··· Data shown

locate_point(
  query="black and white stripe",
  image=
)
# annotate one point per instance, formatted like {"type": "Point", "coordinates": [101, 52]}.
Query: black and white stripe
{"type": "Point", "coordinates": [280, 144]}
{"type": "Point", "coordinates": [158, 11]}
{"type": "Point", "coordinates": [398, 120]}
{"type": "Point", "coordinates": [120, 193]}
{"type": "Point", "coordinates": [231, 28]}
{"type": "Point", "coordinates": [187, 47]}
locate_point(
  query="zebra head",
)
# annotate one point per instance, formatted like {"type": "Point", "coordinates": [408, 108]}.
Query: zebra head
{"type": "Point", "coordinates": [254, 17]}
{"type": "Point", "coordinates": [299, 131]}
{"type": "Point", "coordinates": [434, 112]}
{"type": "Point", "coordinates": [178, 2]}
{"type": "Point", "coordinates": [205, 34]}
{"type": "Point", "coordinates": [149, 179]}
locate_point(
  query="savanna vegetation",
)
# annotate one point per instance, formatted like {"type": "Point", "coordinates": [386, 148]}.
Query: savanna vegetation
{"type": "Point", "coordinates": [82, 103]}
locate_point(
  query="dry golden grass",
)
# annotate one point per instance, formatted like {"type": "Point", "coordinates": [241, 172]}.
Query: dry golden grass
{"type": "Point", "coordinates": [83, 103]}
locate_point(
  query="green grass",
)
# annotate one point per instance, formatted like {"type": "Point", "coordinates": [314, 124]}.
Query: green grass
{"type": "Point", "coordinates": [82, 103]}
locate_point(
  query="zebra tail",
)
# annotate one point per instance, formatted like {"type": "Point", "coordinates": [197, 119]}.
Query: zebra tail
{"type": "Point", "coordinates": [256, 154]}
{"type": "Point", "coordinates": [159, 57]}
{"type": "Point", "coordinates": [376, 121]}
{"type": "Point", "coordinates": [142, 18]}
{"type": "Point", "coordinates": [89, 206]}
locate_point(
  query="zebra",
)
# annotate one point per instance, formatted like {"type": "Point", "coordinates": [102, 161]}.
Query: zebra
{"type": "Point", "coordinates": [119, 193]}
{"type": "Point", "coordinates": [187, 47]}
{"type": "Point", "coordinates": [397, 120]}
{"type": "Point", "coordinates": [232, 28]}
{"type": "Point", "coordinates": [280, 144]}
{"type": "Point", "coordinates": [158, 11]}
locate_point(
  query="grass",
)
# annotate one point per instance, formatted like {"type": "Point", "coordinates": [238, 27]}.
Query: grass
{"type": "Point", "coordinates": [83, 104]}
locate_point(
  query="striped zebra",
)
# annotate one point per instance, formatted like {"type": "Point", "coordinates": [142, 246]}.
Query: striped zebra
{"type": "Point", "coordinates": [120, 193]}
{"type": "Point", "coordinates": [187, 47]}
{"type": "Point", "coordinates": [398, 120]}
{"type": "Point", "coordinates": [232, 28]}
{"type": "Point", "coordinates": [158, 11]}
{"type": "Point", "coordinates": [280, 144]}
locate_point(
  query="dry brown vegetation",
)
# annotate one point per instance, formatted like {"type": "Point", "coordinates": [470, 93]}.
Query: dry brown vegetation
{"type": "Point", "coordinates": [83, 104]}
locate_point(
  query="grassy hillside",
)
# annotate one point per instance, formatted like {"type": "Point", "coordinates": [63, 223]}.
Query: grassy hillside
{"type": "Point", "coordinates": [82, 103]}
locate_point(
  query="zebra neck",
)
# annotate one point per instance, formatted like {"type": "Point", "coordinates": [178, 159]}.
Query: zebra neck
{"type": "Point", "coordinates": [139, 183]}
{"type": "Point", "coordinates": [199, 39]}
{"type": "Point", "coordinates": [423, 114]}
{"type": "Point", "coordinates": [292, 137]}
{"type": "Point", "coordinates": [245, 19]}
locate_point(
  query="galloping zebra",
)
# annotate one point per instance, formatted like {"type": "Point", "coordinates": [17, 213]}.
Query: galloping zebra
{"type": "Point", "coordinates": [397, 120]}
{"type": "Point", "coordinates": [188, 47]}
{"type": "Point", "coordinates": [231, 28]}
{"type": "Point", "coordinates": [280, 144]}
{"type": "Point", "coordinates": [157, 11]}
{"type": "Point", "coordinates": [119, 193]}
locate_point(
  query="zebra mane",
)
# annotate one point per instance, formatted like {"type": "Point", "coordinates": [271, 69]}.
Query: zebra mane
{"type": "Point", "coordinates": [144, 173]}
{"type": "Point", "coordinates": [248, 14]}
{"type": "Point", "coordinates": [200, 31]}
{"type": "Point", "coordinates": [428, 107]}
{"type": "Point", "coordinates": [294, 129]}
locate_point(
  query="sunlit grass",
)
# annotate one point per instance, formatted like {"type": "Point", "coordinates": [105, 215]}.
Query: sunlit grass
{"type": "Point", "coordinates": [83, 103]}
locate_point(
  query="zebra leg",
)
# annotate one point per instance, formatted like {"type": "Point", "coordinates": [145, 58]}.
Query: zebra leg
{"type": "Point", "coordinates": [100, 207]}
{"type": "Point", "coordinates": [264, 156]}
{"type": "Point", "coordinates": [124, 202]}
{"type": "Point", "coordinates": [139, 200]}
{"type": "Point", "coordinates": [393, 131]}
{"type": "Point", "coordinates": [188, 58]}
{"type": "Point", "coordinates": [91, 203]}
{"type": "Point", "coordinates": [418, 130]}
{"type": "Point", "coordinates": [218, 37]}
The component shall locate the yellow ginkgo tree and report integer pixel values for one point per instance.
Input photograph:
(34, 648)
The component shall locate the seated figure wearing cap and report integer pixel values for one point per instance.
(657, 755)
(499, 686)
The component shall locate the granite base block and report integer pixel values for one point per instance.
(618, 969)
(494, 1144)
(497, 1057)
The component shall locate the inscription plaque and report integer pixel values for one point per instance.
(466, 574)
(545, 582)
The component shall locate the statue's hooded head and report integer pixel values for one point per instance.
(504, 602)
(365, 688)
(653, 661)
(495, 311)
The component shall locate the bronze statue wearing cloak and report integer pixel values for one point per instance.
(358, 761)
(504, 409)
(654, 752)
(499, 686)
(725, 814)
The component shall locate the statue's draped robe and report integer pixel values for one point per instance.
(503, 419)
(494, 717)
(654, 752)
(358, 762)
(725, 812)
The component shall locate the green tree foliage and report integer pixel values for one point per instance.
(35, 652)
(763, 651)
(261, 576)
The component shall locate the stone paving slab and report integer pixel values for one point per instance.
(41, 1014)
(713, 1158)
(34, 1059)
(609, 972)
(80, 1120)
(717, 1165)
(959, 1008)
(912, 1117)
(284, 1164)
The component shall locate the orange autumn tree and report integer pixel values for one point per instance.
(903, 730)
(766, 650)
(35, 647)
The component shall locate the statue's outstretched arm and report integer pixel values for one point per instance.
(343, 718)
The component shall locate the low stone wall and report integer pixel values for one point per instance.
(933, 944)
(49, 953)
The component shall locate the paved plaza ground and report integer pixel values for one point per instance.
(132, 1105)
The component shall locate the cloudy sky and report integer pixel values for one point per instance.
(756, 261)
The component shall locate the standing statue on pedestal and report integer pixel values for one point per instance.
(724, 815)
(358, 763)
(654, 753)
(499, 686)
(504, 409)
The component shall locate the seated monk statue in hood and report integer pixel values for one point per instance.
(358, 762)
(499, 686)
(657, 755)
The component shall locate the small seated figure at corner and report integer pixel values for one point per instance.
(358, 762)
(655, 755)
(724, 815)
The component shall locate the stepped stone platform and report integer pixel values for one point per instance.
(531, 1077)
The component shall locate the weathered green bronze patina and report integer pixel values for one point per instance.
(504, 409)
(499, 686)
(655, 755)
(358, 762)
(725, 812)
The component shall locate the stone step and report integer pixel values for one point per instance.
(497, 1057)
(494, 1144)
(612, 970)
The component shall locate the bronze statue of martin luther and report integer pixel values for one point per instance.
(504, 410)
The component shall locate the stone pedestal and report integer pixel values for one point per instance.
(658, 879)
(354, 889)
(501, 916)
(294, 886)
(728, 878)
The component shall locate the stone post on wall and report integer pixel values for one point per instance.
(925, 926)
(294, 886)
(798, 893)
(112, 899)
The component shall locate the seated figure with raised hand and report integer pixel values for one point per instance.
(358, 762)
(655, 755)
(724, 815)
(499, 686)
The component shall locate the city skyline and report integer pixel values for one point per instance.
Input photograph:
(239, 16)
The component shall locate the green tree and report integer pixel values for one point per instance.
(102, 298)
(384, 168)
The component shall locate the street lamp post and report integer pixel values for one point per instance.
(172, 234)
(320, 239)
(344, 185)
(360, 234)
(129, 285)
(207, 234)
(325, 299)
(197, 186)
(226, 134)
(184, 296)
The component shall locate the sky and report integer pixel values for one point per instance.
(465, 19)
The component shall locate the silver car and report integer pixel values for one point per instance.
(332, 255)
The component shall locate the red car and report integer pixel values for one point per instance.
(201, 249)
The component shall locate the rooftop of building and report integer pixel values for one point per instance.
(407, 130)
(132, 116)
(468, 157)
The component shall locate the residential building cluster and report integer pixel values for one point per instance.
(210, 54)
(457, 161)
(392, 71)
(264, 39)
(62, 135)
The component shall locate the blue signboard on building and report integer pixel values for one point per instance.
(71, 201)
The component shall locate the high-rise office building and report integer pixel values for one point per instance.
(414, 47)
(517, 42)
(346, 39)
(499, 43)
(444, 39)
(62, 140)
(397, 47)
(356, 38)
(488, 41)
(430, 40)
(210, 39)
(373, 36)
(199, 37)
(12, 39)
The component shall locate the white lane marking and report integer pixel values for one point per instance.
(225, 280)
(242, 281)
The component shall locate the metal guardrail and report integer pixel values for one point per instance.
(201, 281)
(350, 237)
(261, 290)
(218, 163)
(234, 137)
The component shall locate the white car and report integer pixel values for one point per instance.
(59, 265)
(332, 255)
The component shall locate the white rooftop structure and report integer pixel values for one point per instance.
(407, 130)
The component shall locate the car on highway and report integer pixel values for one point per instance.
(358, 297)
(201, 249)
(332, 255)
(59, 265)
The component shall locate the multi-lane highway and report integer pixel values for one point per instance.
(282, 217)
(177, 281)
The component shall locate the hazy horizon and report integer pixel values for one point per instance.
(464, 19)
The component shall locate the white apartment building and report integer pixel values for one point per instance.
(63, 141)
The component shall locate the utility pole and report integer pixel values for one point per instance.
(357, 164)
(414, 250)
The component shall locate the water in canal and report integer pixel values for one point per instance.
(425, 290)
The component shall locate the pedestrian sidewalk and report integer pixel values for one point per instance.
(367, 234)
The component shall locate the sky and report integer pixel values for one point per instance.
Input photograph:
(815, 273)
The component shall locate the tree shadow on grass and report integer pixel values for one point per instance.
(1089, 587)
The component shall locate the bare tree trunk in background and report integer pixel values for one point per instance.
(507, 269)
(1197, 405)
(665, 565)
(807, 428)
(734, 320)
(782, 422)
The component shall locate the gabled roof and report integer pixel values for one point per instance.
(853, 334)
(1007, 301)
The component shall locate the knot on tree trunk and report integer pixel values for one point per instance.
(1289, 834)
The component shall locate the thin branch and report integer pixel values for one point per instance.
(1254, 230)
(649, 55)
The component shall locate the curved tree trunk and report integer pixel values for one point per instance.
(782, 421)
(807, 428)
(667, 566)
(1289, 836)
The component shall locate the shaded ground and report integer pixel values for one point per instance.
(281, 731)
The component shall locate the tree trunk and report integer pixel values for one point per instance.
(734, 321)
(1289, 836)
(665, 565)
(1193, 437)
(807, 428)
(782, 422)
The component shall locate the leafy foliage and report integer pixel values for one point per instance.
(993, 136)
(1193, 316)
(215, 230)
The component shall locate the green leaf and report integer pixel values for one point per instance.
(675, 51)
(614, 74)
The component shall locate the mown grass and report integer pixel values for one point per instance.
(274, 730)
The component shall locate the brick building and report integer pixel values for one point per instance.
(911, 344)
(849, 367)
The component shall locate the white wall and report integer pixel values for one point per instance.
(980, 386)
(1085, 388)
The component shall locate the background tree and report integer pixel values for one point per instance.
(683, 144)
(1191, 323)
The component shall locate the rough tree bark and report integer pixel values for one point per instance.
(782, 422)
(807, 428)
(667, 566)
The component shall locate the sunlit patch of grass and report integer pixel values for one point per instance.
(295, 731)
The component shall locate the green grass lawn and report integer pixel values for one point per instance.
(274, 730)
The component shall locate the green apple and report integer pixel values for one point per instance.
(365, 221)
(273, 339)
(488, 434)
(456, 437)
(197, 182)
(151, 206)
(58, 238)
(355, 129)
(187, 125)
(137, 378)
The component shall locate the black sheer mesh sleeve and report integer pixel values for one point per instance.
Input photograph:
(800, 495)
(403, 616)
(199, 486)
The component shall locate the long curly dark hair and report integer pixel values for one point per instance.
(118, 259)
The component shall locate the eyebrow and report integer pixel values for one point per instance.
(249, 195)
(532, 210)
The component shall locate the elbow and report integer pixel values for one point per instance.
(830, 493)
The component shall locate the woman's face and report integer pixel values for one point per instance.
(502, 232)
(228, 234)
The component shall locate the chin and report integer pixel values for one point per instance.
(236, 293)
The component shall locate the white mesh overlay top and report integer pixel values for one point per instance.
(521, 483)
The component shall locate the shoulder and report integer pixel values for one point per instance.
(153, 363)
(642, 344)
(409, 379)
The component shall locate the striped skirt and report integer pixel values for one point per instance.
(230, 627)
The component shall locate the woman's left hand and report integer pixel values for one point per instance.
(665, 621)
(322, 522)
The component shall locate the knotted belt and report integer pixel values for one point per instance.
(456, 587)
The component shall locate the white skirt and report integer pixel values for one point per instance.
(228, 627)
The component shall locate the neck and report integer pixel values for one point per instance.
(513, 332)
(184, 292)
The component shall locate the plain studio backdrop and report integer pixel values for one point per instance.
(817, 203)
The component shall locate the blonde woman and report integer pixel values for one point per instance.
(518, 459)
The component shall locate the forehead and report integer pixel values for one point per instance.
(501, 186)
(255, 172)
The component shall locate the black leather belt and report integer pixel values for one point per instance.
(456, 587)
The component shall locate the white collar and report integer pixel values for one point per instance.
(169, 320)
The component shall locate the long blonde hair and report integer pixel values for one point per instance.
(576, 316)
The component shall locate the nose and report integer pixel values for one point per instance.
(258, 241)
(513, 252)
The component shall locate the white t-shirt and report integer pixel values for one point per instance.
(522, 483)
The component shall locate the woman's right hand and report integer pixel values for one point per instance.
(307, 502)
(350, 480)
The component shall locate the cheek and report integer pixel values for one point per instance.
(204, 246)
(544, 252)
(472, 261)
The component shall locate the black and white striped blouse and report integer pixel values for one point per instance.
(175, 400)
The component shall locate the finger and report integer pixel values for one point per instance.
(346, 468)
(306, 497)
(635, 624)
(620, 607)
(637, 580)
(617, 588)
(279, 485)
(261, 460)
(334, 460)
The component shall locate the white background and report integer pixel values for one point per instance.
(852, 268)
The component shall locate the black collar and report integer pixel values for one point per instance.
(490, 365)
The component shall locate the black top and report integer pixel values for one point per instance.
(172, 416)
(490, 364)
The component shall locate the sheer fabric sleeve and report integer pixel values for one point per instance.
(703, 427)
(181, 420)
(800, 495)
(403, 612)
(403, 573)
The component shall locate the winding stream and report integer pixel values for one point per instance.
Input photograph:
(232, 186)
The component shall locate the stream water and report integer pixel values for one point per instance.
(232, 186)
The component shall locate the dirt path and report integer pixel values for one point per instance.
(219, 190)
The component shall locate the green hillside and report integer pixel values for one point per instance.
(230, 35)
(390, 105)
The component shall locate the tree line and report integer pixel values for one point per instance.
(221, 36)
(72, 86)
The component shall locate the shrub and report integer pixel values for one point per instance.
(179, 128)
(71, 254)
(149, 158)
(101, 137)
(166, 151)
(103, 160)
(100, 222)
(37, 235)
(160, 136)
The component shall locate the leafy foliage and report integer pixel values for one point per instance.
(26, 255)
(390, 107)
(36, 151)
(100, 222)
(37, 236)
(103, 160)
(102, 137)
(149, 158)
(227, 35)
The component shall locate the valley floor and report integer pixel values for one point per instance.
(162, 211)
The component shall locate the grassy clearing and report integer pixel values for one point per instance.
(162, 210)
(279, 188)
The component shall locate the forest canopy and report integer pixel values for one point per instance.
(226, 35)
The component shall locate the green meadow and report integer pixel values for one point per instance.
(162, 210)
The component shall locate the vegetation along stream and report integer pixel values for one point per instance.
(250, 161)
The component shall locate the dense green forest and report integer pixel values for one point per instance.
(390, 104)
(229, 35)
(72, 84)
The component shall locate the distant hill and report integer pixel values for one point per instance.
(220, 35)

······

Your goal — Reproduce exactly the line that contains "The component shall locate the forest" together with each line after it to the end of the entries; include no other lines.

Answer space —
The component shall locate the forest canopy and report integer pixel values for one point per instance.
(226, 35)
The component shall locate the green meadow and report integer pixel values for one point per instance.
(162, 210)
The component shall locate the vegetation along stream and report integer pixel values for one point per instance.
(250, 161)
The component shall locate the dense green forest and report integer pixel values for one point per instance.
(390, 104)
(229, 35)
(72, 84)
The component shall locate the distant hill and report integer pixel values for one point per instance.
(220, 35)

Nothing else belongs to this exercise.